> TASK DESCRIPTION: Continue the passage on after-effects of habituation, starting right after its last sentence.

> DOCUMENT PASSAGE:
Affter-effects of Habituation
One of the physiological after-effects described above was hat in which a hand is immersed in warm water for a minute. The feeling of warmth diminishes. Then if the hand is put in water at room temperature it feels cold. This is said to be a result of physiological adaptation, but it is analogous to many other kinds of adaptation or habituation that are called psychological. The principle seems to be that whenever opposites can be judged, an experience on one side of the scale tends to shift the judgment of what is neutral toward that side of the scale. There are innumerable instances of this central tendency in perceiving, judging, rating, and evaluating, at various levels of perception. At one level, a moderate illumination seems bright after one has been in darkness but dark after one has been in bright light. At quite another level, ordinary conversation seems brilliant after talking to dull people, but dull after talking to bright people.

> DATA ROWS:

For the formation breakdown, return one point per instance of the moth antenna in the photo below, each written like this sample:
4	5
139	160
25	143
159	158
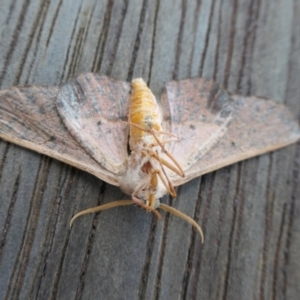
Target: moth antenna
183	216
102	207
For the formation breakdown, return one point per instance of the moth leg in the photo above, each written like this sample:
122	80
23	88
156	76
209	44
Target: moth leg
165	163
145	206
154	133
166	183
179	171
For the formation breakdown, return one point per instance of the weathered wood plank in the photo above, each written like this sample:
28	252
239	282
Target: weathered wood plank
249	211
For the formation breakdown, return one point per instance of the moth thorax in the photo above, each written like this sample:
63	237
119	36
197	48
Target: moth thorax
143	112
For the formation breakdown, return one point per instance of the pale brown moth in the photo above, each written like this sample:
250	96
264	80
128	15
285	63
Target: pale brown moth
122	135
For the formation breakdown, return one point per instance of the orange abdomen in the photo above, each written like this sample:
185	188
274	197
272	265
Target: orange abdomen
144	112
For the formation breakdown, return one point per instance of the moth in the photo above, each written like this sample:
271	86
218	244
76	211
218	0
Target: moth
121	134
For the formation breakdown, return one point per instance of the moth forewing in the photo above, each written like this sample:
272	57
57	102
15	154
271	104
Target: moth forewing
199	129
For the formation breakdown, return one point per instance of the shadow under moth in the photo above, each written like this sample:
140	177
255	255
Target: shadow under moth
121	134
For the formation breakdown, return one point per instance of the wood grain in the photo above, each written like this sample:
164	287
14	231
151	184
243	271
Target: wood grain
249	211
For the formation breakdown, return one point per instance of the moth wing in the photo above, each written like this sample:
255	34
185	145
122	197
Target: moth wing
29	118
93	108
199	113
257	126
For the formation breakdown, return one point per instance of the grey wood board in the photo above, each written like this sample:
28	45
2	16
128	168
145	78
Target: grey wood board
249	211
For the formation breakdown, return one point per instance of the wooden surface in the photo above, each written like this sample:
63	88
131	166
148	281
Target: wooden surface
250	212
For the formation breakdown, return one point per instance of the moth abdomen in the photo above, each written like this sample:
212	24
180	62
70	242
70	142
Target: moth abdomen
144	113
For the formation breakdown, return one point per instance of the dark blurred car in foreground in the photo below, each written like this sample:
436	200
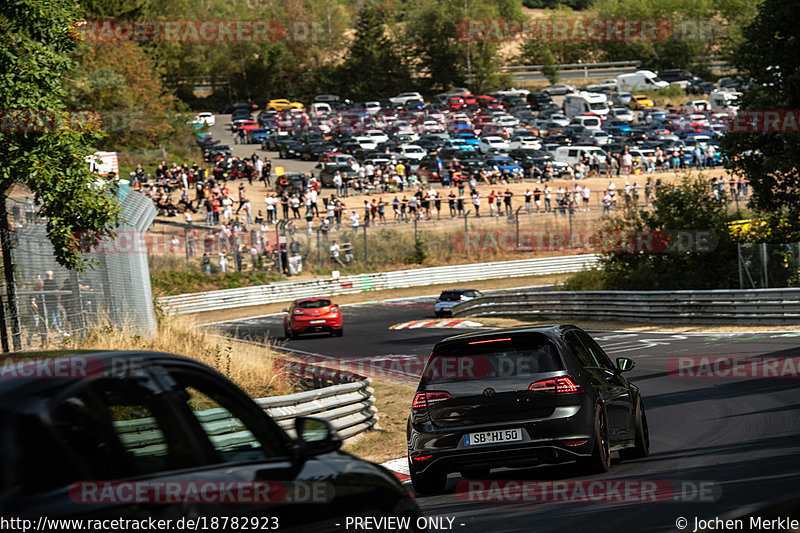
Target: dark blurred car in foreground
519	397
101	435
--
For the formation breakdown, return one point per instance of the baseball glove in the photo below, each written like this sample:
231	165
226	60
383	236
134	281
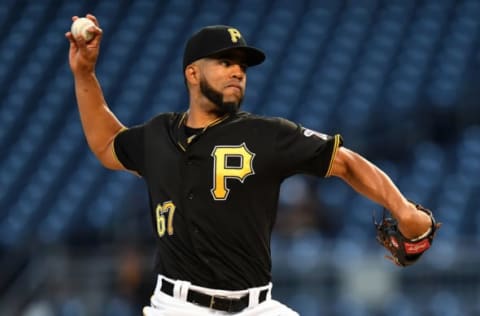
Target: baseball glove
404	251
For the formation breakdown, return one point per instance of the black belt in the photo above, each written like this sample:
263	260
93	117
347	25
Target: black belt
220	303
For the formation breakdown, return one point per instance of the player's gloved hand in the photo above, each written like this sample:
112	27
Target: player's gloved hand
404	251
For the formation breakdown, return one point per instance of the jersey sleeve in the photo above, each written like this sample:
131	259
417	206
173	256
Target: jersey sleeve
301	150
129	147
---
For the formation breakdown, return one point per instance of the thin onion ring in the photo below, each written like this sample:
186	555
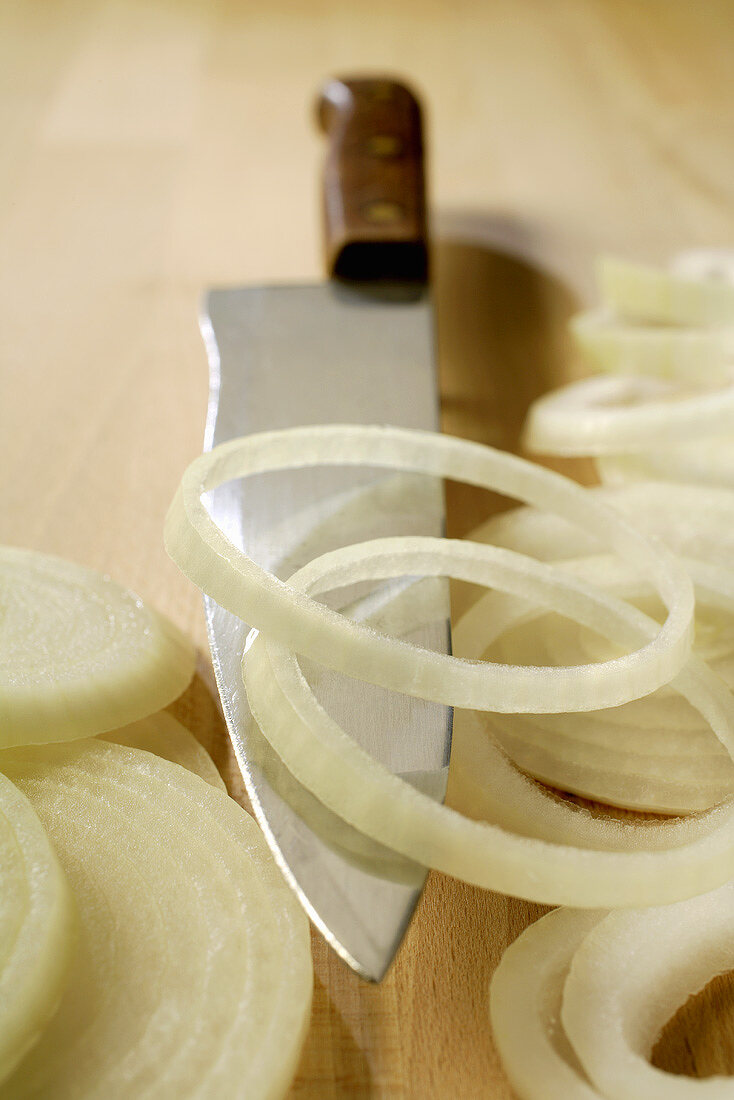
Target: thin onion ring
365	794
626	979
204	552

> TASK RESPONSE:
The principle applies not only to the qualities of objects that John Locke called secondary, but also to some that he called primary. The secondary qualities were colors, sounds, tastes, smells, and feelings of worth and cold, and they were said to be only in us, not in the physical objects themselves. The primary qualities were shape, size, position, duration, motion, and solidity, and they were said to be in physical objects. Everything in this book, the reader will recognize, goes contrary to this doctrine of Locke's. It is plausible but pernicious, and the attempt to refute it was begun in the first chapters. The point of interest here is this: since after-effects in perception apply not only to colors, tastes, smells, and feelings of temperature, but also to shape, size, position, and motion, one reason for the doctrine breaks down.
Here are the facts. After looking at a curved edge for some time, a straight edge appears to be slightly curved the other way (Gibson, 1933). After looking at a surface slanted backward, a frontal surface appears slanted forward (Bergman and Gibson, 1959). After wearing prismatic spectacles yielding a whole family of abnormalities in surface perception, their opposites appear when the spectacles are removed (Köhler, 1964). The perceptual process for these supposedly objective qualities is not [p.309] different in this respect from the perceptual process for the colors and the temperatures of surfaces.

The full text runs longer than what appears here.